FUENTE:
/---

Mi madre libra una digna porfía contra la caducidad, y no le ruboriza dejar ver algunas de sus orgullosas resistencias; así, no consiente que le tomen fotos sin antes confirmar su apariencia en el espejo: un portátil color celeste que tiene sobre la mesa vecina a su sofá; tampoco le falta el tinte capilar que, con acato casi castrense, le aplica en los últimos veinte años la misma peluquera.
Las salidas, cada vez más contadas, deben estar a la altura de sus infrecuencias: collares, aretes, estola, cartera a tono con los matices o estampas del vestido y un porte cuya disimulada altivez desmienten sus tardos pasos. Esa vanidad, cándida y digna, contrasta con la mujer de fe y rectitud probadas. Es su insubordinada manera de desafiar los designios de los años.
Ahora, el uso de la tableta digital es pancarta de resistencia a esa caducidad. Un dispositivo, cuidado como mascota, que seduce su curiosidad, pero enrarece su mundo. Es la ventana a una realidad cada vez más "paralela" a la que ha comprendido. Y no por la tecnología, para cuyo uso siempre habrá costumbre, sino por el mundo inverso que le muestra: confuso, disperso y ajeno.

\---

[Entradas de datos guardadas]
/---

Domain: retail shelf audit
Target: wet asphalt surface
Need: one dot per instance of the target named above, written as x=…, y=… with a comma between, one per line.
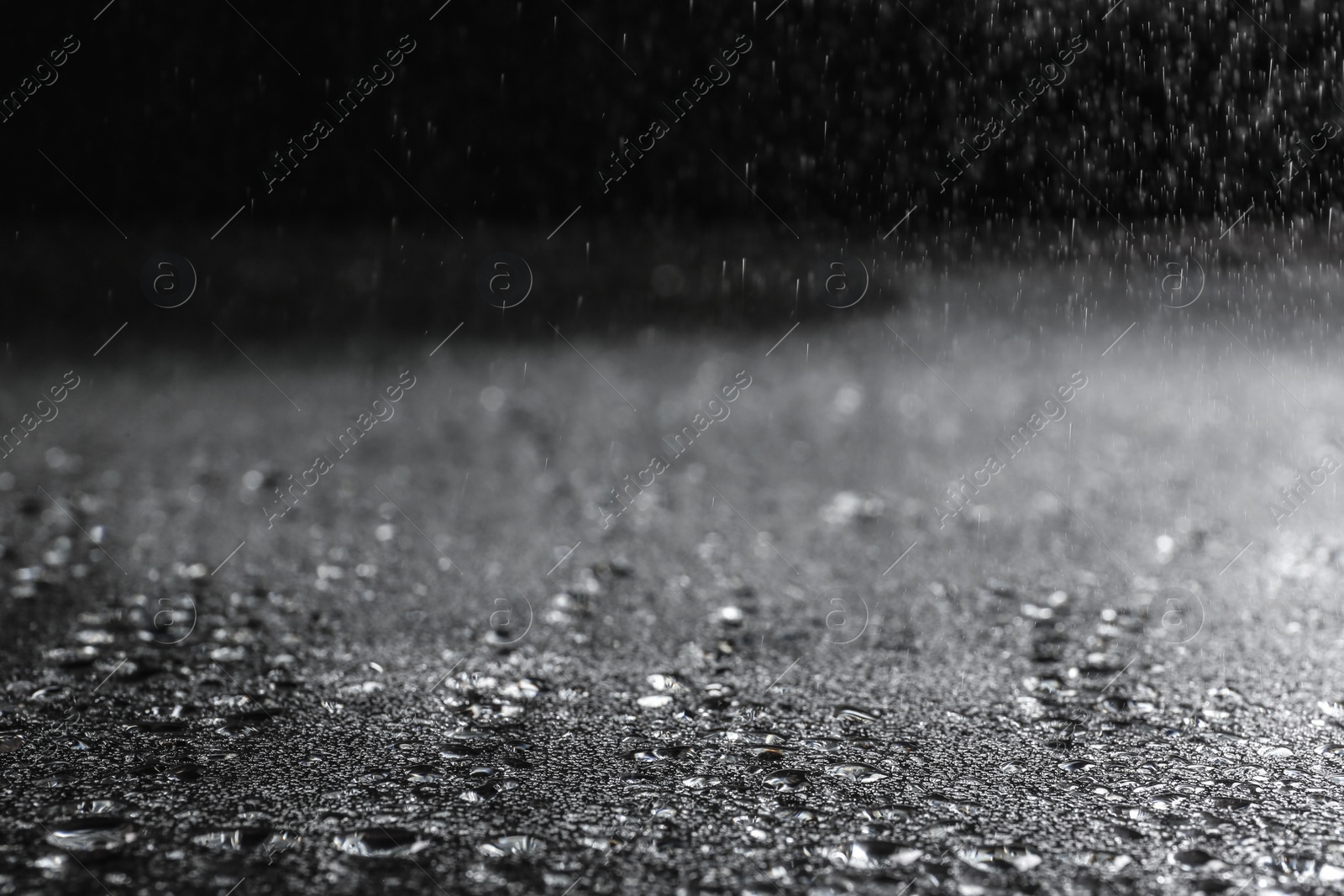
x=774, y=672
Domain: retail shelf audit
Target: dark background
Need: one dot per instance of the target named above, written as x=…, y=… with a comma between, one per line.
x=840, y=118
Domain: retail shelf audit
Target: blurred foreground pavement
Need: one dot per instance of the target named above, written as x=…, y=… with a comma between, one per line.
x=774, y=672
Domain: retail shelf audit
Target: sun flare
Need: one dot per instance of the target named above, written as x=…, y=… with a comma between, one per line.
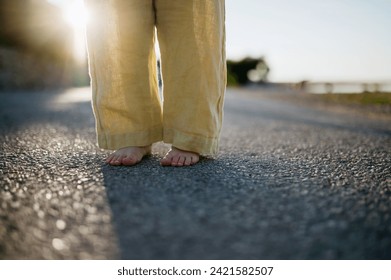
x=76, y=15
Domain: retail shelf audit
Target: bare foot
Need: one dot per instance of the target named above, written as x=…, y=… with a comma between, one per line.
x=128, y=155
x=177, y=157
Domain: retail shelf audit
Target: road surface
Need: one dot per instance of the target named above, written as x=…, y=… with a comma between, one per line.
x=292, y=181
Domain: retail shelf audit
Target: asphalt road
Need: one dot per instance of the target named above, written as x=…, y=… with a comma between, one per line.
x=291, y=182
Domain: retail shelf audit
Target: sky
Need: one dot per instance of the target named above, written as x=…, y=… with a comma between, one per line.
x=333, y=40
x=315, y=40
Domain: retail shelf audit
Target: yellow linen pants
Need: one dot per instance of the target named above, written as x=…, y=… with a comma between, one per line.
x=122, y=61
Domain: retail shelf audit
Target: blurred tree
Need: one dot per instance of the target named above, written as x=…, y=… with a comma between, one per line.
x=35, y=26
x=247, y=70
x=36, y=47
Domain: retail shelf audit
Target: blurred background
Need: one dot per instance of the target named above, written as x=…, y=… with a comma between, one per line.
x=335, y=46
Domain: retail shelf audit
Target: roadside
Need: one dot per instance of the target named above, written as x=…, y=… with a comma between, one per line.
x=372, y=105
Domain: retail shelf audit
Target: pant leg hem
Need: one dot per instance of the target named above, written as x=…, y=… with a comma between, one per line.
x=204, y=146
x=141, y=138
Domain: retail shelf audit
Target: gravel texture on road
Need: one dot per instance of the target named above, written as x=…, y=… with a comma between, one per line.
x=291, y=182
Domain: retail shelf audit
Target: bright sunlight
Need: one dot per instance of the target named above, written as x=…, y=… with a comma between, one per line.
x=76, y=15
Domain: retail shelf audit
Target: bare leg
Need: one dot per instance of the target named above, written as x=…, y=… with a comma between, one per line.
x=128, y=155
x=178, y=157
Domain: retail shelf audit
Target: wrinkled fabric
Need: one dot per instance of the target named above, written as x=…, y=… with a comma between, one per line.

\---

EJERCICIOS POR RESOLVER:
• 1. En el texto sobre la madre, ¿de qué color es el espejo portátil que ella tiene sobre la mesa junto a su sofá?
• 2. Repite el fragmento del texto sobre la madre comprendido entre "Ahora, el uso" y "disperso y ajeno.", ambos incluidos.
• 3. Sigue escribiendo el texto sobre la madre a partir de donde termina.
Estos registros provienen de otra fuente.

LISTA DE RESPUESTAS:
• 1. Es de color celeste.

• 2.
Ahora, el uso de la tableta digital es pancarta de resistencia a esa caducidad. Un dispositivo, cuidado como mascota, que seduce su curiosidad, pero enrarece su mundo. Es la ventana a una realidad cada vez más "paralela" a la que ha comprendido. Y no por la tecnología, para cuyo uso siempre habrá costumbre, sino por el mundo inverso que le muestra: confuso, disperso y ajeno.

• 3.
Le cuesta, se resiste y no le importa entender lo que ve con asombro. Por el contrario, se defiende de ese "cóncavo surrealismo" que le exhibe la tableta, bajo el resguardo del único mundo que ha comprendido: básico, cercano, cálido y humano.
No se explica por qué y en qué momento se produjo el cambio. Tan rápida e inadvertidamente. Impotente, en ocasiones se queda ausente, sin poder recomponer las piezas. Esas que estaban ordenadas en una lógica simple y manejable de entendimiento. Ahora nada es lo que aparenta. Se pierden las diferencias que definían a la gente y a las cosas. La identidad dejó de ser lo que era.
El "mundo de ustedes es una mentira", le dijo con cierto encono a uno sus nietos, y prosiguió: "Ya no se sabe quién es hembra o varón o qué es verdad o mentira, qué es correcto o no, ni que es real o invento de la bendita inteligencia artificial. Antes, todo era una sola verdad". Luego remató con una pregunta retórica que compendiaba su frustración: "¿Por qué hay que complicarlo todo?".
Pero lo que más horroriza a la vieja es la moral de los tiempos. De un concepto alto, venerable y absoluto ha devenido en otro que se hace cada vez más fluido e inaprensible. Lo que ve en su tableta nunca lo pudo sospechar: pecados a los que llamamos virtudes, vulgaridad expresada como arte, conductas que se confinaban a la intimidad publicadas hoy como "show" al amparo de una libertad multicultural que desplaza viejos valores de contención ética. La vieja no demora en darle una lectura escatológica a ese mundo: "Estamos en las finales" ...
Pero ¿cómo explicarle a la vieja que la moral de hoy, como noción pluralista, pragmática y relativista, no es aquella idea de verdad única, absoluta y universal? En ella las acciones pueden ser juzgadas como correctas en un contexto y en otro no, según criterios de conveniencia, oportunidad o poder.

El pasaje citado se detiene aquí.